[Trecho]
■ ■ ■

De um lado, a PEC é considerada necessária para reduzir a dívida pública do país - que está em 70% do PIB (soma das riquezas produzidas) - e tirá-lo da crise fiscal. Do outro, é vista como muito rígida e criticada por, em tese, ameaçar direitos sociais.

Afinal, o que está em jogo com a aprovação do texto?

A BBC Brasil ouviu economistas para explicar o que diz a proposta e quais são seus pontos mais debatidos.

O que diz a PEC?

A PEC 241 fixa para os três poderes - além do Ministério Público da União e da Defensoria Pública da União - um limite anual de despesas.

Segundo o texto, o teto será válido por vinte anos a partir de 2017 e consiste no valor gasto no ano anterior corrigido pela inflação acumulada nesses doze meses. A inflação, medida pelo indicador IPCA (Índice Nacional de Preços ao Consumidor Amplo), é a desvalorização do dinheiro, quanto ele perde poder de compra num determinado período.

Dessa forma, a despesa permitida em 2017 será a de 2016 mais a porcentagem que a inflação "tirou" da moeda naquele ano. Na prática, a PEC congela as despesas, porque o poder de compra do montante será sempre o mesmo.

Caso o teto não seja cumprido, há oito sanções que podem ser aplicadas ao governo, inclusive a proibição de aumento real para o salário mínimo.

Mais do que colocar as contas em ordem, o objetivo da PEC, segundo mencionado pelo ministro da Fazenda, Henrique Meirelles, seria reconquistar a confiança dos investidores. A aposta da equipe econômica é que a medida passe credibilidade e seja um fator importante para a volta dos investimentos no Brasil, favorecendo seu crescimento.

O teto ameaça saúde e educação?

Um dos principais questionamentos é que, ao congelar os gastos, o texto paralisa também os valores repassados às áreas de saúde e educação, além do aplicado em políticas sociais. Para esses setores, a regra começa a valer em 2018, usando o parâmetro de 2017. A mudança foi incluída no relatório feito pelo deputado Darcísio Perondi (PMDB-RS), relator da proposta na comissão especial da Câmara.

Segundo os críticos, tais restrições prejudicariam a qualidade e o alcance da educação e da saúde no país. Hoje, os gastos com esses segmentos podem crescer todo ano. As despesas com saúde, por exemplo, receberam um tratamento diferenciado na Constituição de 1988, a fim de que ficassem protegidas das decisões de diferentes governos.

A regra que vale hoje é que uma porcentagem mínima (e progressiva) da Receita Corrente Líquida da União deve ir para a saúde. Essa porcentagem, de 13,2% neste ano, chegaria a 15% em 2020. Como a expectativa é de que a receita cresça, o valor repassado também aumentaria. No relatório da PEC, esses 15% foram adiantados para 2017 e então ficariam congelados pelo restante dos 20 anos.

Para o professor de economia da Unicamp Pedro Rossi, essas mudanças afetam sobretudo os mais pobres.

■ ■ ■

[Tarefa proposta 1] No trecho sobre a PEC 241, reescreva de forma mais curta o parágrafo que começa com "A regra que vale hoje", mantendo os fatos principais.
[Tarefa proposta 2] Dê a continuação do trecho sobre a PEC 241, começando logo depois da última frase.

[Entradas extraídas]
■ ■ ■

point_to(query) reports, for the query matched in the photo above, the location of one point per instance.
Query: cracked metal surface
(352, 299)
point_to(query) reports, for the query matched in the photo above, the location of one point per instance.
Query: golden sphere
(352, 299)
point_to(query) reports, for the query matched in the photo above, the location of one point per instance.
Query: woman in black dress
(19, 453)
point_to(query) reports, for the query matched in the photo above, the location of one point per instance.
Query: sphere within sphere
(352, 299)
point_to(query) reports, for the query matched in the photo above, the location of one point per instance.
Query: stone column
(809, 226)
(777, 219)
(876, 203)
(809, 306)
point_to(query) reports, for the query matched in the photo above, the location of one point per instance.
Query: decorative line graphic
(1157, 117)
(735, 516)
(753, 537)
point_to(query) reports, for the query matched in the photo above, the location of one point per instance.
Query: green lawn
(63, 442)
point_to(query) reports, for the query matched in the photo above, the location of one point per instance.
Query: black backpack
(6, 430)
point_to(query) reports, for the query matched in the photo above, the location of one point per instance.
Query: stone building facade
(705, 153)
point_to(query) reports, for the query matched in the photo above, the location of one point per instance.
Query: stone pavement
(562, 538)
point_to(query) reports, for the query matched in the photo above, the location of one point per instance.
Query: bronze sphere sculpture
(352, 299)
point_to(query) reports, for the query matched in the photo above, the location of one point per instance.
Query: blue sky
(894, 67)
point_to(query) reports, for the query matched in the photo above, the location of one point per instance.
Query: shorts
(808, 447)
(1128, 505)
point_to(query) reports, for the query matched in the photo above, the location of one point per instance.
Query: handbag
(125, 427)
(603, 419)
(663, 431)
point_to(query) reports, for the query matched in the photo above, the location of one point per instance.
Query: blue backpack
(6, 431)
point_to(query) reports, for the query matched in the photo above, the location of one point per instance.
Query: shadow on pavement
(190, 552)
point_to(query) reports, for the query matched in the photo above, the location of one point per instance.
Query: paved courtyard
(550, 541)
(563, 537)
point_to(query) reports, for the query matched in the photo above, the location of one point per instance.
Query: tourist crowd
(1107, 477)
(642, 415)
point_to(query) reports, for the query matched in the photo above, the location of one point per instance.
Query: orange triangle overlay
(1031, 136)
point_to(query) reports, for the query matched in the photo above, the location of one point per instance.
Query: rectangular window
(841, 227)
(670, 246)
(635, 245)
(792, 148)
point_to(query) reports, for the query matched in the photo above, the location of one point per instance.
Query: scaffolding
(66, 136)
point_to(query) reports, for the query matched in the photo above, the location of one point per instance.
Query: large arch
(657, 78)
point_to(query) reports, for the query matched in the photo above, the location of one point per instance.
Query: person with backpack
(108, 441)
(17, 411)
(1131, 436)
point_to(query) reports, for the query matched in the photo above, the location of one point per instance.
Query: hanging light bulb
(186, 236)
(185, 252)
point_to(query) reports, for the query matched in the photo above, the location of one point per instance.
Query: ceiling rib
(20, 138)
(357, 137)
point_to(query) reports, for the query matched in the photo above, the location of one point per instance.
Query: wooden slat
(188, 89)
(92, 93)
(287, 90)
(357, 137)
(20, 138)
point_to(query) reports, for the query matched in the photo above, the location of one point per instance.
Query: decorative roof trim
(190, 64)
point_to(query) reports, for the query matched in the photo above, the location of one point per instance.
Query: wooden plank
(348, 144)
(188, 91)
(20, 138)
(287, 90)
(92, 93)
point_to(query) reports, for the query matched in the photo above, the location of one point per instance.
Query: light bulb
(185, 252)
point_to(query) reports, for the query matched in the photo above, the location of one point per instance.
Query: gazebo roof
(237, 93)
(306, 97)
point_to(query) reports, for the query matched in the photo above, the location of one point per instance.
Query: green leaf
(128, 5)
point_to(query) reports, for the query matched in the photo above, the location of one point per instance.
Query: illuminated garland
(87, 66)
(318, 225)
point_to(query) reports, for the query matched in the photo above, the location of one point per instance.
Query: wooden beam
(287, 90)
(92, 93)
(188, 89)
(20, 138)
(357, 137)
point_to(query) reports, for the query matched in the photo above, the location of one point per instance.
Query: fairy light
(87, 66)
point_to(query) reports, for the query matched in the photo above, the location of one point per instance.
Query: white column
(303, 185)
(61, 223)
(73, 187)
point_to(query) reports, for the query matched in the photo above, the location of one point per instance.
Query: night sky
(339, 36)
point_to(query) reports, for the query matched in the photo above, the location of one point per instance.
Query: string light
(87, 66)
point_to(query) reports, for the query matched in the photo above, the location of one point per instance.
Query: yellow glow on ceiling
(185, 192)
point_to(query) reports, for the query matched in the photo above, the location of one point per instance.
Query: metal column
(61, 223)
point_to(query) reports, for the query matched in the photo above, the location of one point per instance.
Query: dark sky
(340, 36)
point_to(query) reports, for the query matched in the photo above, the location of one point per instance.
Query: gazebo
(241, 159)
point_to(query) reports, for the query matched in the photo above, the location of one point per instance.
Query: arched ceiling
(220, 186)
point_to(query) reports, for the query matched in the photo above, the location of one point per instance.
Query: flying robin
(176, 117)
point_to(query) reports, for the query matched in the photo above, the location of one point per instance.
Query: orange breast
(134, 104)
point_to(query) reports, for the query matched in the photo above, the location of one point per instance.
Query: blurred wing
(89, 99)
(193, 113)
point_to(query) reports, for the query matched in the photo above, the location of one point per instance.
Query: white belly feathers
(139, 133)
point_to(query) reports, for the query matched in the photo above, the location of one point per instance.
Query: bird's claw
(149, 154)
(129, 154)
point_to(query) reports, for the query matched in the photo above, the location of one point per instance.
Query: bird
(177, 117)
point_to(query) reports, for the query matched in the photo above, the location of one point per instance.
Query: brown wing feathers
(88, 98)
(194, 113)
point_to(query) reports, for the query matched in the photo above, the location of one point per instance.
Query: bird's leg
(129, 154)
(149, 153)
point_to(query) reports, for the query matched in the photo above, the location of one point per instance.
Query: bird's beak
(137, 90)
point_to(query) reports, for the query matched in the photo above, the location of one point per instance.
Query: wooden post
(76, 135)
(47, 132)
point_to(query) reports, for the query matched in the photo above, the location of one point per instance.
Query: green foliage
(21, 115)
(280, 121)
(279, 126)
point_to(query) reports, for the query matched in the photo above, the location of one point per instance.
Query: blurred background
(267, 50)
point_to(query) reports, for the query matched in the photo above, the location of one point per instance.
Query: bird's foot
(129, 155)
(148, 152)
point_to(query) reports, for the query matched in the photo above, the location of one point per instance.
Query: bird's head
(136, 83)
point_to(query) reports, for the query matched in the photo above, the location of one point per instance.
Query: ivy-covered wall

■ ■ ■

[Resposta 1] Hoje, uma porcentagem mínima e progressiva da Receita Corrente Líquida da União deve ir para a saúde: 13,2% neste ano, chegando a 15% em 2020. Como se espera que a receita cresça, o valor repassado também subiria. O relatório da PEC antecipa os 15% para 2017 e os congela pelo restante dos 20 anos.

[Resposta 2]
"A população pobre, que depende mais da seguridade social, da saúde, da educação, vai ser prejudicada. A PEC é o plano de desmonte do gasto social. Vamos ter que reduzir brutalmente os serviços sociais, o que vai jogar o Brasil numa permanente desigualdade."

Rossi diz que a medida não faz parte de um sistema de ajuste fiscal, mas de um projeto de país no qual o governo banca menos as necessidades da população.

Além disso, argumenta a professora da PUC-SP Cristina Helena de Mello, é inadequado colocar um teto para os gastos com saúde, porque não dá para prever como os atendimentos vão crescer.

"Você pode ter movimentos migratórios intensos, aumento da violência e das emergências, aumento dos nascimentos. Vai ter hospital superlotado, com dificuldade para atender."

Segundo a professora, com a PEC, o acesso das próximas gerações a esses serviços públicos fica comprometido: "estamos prejudicando vidas inteiras"

"Muitas pessoas nesse debate não enxergam o dilema real: se não contermos a crise agora, a inflação vai aumentar muito."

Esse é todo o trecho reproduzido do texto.